Retype, unchanged, the stretch of the data below that opens with the line containing "for low hanging" and closes with the line containing "[186,157,206,196]", with both of those lines included.
═══ Supplied entries ═══
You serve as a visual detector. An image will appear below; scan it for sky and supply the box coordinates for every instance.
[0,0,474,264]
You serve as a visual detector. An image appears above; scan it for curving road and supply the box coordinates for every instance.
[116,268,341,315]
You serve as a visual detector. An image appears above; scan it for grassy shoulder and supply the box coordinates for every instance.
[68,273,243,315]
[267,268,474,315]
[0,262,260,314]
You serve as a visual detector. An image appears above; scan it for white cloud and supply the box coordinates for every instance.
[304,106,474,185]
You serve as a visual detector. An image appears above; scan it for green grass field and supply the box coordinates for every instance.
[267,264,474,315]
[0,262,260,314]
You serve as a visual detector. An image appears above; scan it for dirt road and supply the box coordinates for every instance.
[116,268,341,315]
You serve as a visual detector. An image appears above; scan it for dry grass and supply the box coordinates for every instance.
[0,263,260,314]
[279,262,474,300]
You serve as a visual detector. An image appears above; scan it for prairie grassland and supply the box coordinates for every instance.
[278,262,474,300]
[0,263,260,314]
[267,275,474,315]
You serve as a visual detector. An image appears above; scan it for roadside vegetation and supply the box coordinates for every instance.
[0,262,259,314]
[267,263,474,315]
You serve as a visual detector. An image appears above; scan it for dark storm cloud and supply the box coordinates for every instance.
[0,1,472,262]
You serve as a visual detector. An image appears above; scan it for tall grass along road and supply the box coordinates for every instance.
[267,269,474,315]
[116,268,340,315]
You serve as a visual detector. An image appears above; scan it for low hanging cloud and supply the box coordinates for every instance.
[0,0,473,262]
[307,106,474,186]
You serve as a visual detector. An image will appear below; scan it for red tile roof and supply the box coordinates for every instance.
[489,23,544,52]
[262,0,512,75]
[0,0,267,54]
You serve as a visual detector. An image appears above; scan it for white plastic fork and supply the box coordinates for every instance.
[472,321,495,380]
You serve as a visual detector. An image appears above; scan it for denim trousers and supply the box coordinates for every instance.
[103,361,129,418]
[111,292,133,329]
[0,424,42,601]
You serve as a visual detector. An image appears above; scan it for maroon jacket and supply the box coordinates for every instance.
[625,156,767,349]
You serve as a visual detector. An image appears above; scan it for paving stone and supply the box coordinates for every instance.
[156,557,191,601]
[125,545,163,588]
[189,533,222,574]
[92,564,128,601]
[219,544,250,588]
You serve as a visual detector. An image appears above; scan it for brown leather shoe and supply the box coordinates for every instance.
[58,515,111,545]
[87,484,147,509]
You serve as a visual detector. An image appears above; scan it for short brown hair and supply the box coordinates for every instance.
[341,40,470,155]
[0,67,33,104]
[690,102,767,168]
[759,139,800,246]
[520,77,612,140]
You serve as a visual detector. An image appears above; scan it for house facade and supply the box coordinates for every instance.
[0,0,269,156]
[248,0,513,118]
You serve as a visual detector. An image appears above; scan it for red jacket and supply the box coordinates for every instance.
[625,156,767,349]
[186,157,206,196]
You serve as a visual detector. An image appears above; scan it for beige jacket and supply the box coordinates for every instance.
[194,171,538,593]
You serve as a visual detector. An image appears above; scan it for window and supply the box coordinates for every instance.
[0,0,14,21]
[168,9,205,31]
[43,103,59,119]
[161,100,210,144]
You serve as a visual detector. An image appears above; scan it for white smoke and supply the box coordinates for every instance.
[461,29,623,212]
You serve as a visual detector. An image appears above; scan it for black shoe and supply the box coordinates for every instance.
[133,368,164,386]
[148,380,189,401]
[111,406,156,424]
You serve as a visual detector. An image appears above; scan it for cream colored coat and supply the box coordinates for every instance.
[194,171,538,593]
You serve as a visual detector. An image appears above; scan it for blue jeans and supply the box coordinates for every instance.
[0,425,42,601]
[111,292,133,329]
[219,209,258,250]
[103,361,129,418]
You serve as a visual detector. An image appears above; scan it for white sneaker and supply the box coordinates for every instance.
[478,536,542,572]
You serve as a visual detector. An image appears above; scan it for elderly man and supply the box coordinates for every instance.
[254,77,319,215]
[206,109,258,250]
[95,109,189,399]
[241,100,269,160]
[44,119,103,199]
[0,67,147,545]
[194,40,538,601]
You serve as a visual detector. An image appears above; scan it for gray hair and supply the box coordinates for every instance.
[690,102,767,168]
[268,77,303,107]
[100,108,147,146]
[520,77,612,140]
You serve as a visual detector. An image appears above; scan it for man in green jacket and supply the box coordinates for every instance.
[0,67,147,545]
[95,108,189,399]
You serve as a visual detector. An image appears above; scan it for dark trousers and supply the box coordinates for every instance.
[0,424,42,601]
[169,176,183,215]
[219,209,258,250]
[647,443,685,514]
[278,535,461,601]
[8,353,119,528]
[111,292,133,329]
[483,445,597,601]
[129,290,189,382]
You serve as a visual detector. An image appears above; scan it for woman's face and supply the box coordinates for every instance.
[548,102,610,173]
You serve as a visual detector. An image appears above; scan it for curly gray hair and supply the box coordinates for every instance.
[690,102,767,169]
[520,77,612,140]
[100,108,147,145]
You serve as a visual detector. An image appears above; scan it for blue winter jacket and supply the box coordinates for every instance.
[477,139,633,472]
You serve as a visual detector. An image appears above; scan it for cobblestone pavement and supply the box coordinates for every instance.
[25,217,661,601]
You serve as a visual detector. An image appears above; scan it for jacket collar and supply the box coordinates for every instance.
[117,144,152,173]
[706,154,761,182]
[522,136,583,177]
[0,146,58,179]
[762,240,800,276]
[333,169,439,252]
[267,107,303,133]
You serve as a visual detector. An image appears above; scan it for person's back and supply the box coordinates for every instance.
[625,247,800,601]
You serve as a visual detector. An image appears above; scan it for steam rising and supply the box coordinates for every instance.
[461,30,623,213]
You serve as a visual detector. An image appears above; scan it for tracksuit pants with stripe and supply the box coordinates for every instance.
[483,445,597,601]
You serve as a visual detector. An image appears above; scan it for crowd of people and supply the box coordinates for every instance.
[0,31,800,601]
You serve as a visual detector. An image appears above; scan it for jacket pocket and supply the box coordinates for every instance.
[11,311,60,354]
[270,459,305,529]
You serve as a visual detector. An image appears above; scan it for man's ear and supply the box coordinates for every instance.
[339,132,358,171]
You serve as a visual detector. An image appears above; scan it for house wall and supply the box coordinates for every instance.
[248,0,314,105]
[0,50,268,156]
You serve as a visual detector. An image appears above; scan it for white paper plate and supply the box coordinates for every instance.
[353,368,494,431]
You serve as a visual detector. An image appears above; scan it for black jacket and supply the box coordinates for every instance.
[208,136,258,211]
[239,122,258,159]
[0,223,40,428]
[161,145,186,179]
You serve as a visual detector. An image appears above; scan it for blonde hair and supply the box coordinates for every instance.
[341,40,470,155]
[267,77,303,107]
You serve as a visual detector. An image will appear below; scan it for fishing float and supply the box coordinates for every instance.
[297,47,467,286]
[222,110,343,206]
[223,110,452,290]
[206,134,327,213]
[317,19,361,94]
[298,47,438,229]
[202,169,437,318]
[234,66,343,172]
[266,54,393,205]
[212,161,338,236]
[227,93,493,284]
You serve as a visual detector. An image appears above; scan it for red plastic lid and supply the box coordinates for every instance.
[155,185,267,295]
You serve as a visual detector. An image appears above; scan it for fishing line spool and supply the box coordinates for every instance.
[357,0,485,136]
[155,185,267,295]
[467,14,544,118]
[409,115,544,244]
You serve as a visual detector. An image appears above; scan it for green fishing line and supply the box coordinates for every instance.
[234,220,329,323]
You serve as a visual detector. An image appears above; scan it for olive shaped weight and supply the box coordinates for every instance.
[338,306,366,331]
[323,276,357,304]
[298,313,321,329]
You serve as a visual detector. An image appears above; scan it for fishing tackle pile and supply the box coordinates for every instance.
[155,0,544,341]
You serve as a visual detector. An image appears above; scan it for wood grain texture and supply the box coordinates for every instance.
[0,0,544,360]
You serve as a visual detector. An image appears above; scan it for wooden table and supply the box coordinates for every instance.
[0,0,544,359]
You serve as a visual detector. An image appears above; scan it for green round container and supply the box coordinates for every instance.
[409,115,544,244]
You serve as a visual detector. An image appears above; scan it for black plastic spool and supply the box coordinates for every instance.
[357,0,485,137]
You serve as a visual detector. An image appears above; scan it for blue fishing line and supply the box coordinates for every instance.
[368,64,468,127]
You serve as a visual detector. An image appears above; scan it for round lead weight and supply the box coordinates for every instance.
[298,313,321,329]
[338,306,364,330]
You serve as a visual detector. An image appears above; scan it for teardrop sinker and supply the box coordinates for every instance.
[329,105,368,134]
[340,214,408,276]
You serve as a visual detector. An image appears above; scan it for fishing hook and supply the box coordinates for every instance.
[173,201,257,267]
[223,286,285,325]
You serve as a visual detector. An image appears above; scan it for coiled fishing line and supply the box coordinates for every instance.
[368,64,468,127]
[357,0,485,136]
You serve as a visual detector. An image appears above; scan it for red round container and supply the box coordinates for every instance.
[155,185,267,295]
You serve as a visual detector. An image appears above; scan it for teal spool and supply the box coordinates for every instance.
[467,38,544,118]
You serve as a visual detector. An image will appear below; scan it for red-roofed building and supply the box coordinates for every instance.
═══
═══ Supplied entries ═══
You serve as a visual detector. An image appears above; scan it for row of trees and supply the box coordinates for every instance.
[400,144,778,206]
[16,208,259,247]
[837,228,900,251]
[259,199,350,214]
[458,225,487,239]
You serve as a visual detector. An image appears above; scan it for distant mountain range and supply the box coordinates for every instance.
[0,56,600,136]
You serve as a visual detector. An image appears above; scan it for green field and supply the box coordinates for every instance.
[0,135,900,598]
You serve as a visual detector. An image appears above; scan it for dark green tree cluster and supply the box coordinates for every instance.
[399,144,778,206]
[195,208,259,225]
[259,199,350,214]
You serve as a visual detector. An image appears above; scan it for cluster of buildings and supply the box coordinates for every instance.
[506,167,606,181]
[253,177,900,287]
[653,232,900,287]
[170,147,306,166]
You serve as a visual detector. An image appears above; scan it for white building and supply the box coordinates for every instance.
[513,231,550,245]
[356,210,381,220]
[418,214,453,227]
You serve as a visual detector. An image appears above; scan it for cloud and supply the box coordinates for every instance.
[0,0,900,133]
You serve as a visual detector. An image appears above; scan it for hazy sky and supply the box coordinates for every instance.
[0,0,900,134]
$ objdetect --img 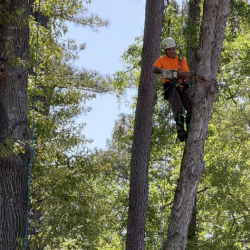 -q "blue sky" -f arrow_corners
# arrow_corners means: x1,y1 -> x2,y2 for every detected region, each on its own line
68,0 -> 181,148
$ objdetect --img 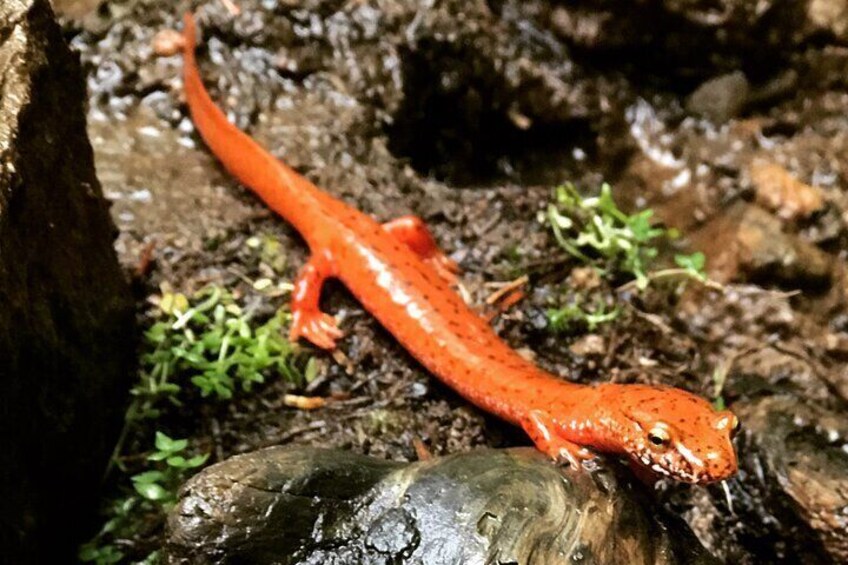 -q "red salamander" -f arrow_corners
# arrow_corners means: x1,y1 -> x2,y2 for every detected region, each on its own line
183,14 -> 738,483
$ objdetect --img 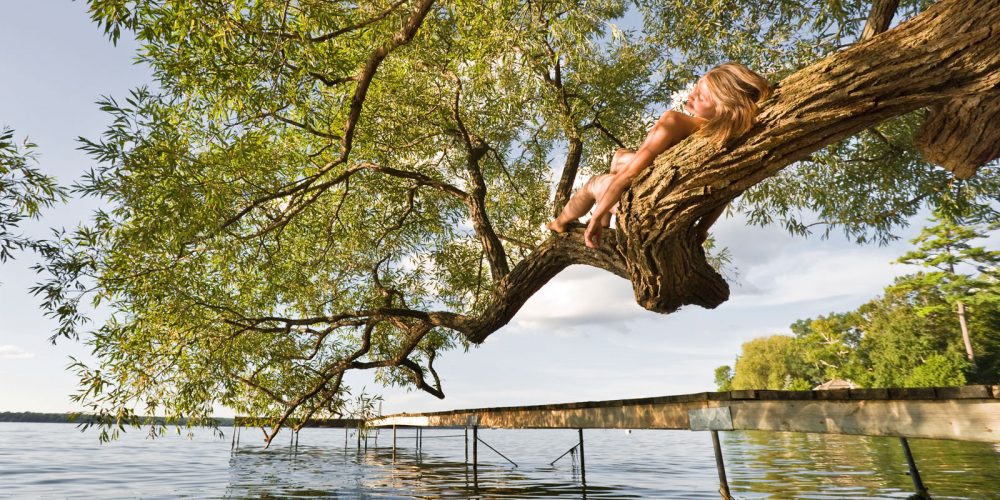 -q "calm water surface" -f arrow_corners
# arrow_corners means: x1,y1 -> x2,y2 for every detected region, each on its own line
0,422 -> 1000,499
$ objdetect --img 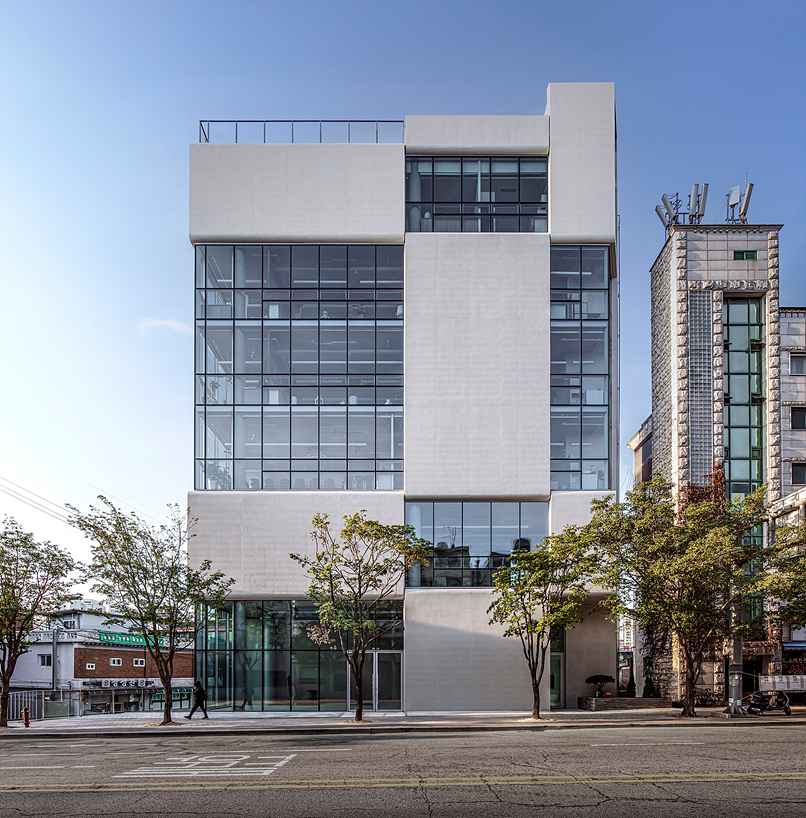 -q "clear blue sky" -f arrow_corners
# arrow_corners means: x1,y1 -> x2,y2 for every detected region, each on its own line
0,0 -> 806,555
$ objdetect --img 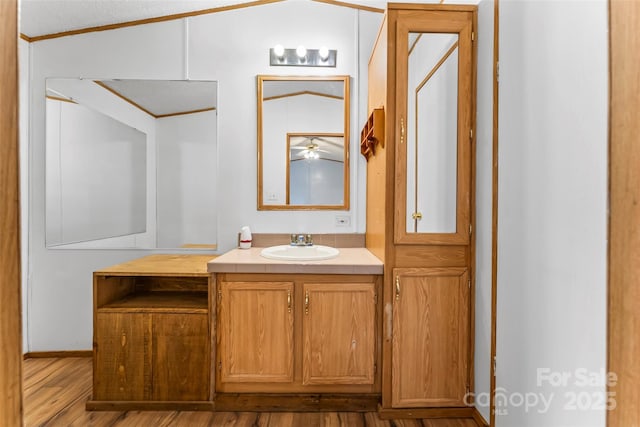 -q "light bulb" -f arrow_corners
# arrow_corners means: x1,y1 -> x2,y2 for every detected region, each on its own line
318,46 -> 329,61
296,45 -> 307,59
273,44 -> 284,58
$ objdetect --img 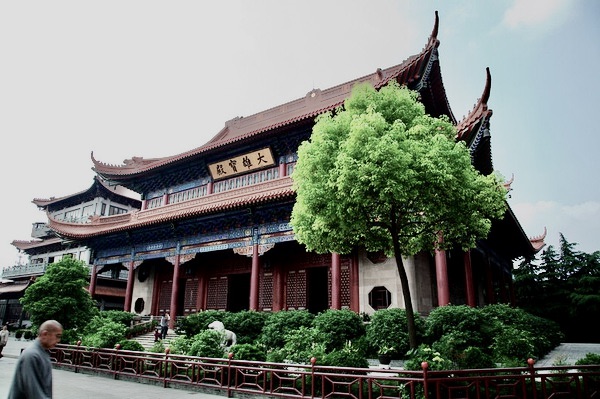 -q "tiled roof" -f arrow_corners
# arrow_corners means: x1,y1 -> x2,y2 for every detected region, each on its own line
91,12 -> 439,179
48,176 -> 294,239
═══
═══ Supplied entries ═══
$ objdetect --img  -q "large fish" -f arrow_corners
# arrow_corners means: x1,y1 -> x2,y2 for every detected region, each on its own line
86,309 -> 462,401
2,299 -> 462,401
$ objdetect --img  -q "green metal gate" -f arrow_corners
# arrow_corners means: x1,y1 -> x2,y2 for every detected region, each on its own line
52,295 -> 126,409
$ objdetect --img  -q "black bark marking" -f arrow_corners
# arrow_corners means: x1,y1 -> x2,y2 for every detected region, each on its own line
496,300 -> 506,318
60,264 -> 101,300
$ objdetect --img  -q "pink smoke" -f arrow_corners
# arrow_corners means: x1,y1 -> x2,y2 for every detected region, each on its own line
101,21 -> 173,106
═══
Task result:
You serve as a visual detector. An image appears above; scan it for low hanging cloud and supply the box coordinates for every instance.
[0,0,473,262]
[307,106,474,186]
You serve as a visual detector. An image will appear below; scan it for red tile roof and supply the box coordinates for every instance.
[489,23,544,52]
[262,0,512,75]
[0,0,267,54]
You serve as a visual detector. An image appears above; scan it for white plastic fork and supply the box coordinates for every instance.
[472,321,495,380]
You serve as a visual detector. An image appears above; scan it for denim trousers and supply the box coordinates for every instance.
[103,361,129,418]
[111,292,133,329]
[0,424,42,601]
You serve as a visual detector. An image appears above; scan it for maroon jacket and supply the box coordinates for every instance.
[625,156,767,349]
You serve as a visual detector. An image appears above; scan it for paving stone and supply the box coordinates for every instance.
[156,557,191,601]
[125,545,163,588]
[189,533,222,574]
[92,564,128,601]
[219,544,250,588]
You serve as a visual detector. An image appears above; scan it for brown leather shoe and supply the box coordinates for every instance.
[58,515,111,545]
[87,484,147,509]
You serve as a visual detector. An image appears above; scan it for short brown hair and supply the box coordinates for every instance.
[341,40,470,155]
[0,67,33,104]
[690,102,767,168]
[759,139,800,246]
[520,77,612,140]
You serve as a visual detector. An image appears above; scan it for house facade and supply the box coordinates for every instance.
[0,0,269,156]
[248,0,513,118]
You serve as a visual detector. An image appears above; scan it for red jacket and supply the box coordinates for every instance.
[625,156,767,349]
[186,157,206,196]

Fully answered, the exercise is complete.